Object pointing dataset rows
##########
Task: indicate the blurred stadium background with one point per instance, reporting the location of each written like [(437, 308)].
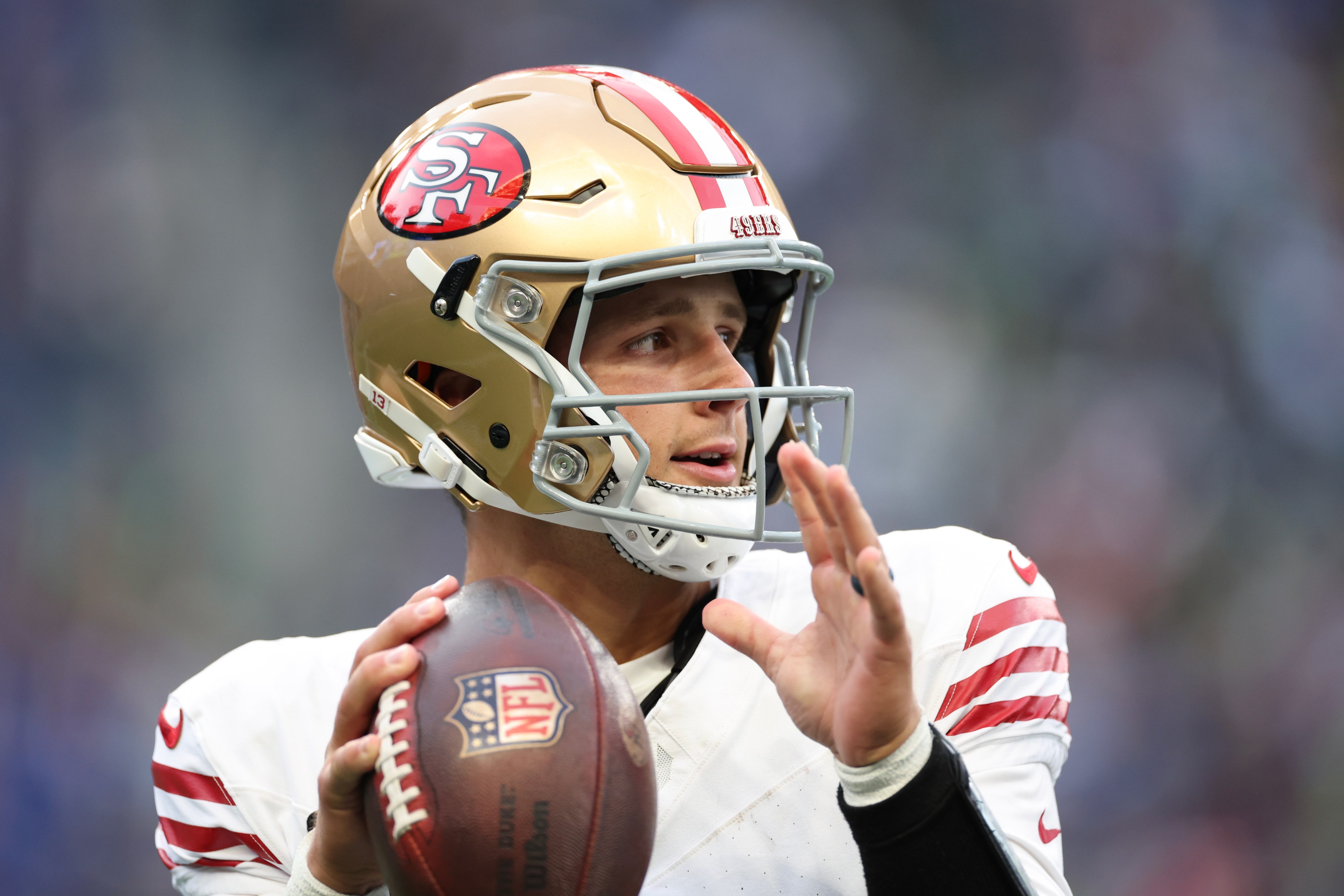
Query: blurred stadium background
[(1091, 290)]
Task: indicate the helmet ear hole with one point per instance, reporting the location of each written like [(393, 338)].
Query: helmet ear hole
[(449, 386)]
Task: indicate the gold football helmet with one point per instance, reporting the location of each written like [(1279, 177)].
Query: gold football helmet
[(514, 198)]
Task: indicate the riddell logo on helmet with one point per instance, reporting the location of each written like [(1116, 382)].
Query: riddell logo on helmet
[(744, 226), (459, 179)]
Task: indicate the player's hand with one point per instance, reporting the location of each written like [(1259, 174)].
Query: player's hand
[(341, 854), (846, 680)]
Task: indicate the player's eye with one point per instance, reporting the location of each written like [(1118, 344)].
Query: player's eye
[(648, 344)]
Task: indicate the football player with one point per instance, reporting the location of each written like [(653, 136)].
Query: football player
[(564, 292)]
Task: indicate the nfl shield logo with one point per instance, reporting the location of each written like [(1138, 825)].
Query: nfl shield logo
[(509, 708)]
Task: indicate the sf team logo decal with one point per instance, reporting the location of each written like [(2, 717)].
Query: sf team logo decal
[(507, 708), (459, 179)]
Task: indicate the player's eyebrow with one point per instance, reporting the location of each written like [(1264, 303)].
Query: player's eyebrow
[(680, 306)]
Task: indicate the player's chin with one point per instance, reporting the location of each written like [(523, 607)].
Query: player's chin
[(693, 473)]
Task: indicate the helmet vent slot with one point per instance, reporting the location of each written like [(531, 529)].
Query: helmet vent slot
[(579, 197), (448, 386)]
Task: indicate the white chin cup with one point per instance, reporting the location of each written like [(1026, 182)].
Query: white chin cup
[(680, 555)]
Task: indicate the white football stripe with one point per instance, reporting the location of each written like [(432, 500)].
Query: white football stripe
##########
Copy out every item above word for word, and leave the pictures out.

**ANSWER FOR THE TASK:**
Task: indicate the blurred stadium background with one point per instance, reporting the location of each written like [(437, 308)].
Query: blurred stadium background
[(1091, 290)]
Task: indicate the helmet ear hole with one point per instance, reporting the location of each written like [(393, 338)].
Query: helmet ear hole
[(449, 386)]
Task: indicate the gold football helmet with one point per instance, reporting the location of each written like [(1279, 177)].
Query: gold football helmet
[(514, 198)]
Task: indicate the riddell logo on helmet with one point per instance, reporting the location of each written like [(1116, 382)].
Query: riddell logo on helmet
[(744, 226), (459, 179)]
Task: indicate the player's hand with one point per instance, reporting the location of each written like [(1259, 174)].
Query: player's hand
[(341, 854), (846, 680)]
Task: indicate the player's eye with one point per instance, reporting the location of each written like [(1118, 344)].
Query: player's eye
[(648, 344)]
Task: indicate the football player with one point per instance, reporting the location of each written like [(653, 136)].
Query: football player
[(564, 292)]
Task: indicate the nfl shield logo with one point per instance, reporting the location of each written like [(1138, 825)].
Query: nfl shield logo
[(509, 708)]
Task: indicate the sf team logo decal with one point per instance, reporting the location of each written like [(2, 717)].
Query: sf team logo decal
[(507, 708), (459, 179)]
Task: indicate the player's eyebrow with one point per instance, reporting the location of each written like [(1264, 303)].
Query: player's eyebrow
[(680, 306)]
Task: indicate the player's chin with one point per instance, reporting the location of each written like [(523, 607)].
Query: player's chin
[(693, 473)]
Task: indicate the helmet vent slot with one point per instance, reporting the location of each written like [(531, 529)].
Query: helmet vent slot
[(579, 197), (448, 386)]
Task: indicate the white chin cup with one point per instance, reporting the location of each written like [(1026, 182)].
Query: white chin cup
[(680, 555)]
Task: indicate the white football stripe with one point per instance, reporting the location of each written like [(432, 500)].
Query: white football stripe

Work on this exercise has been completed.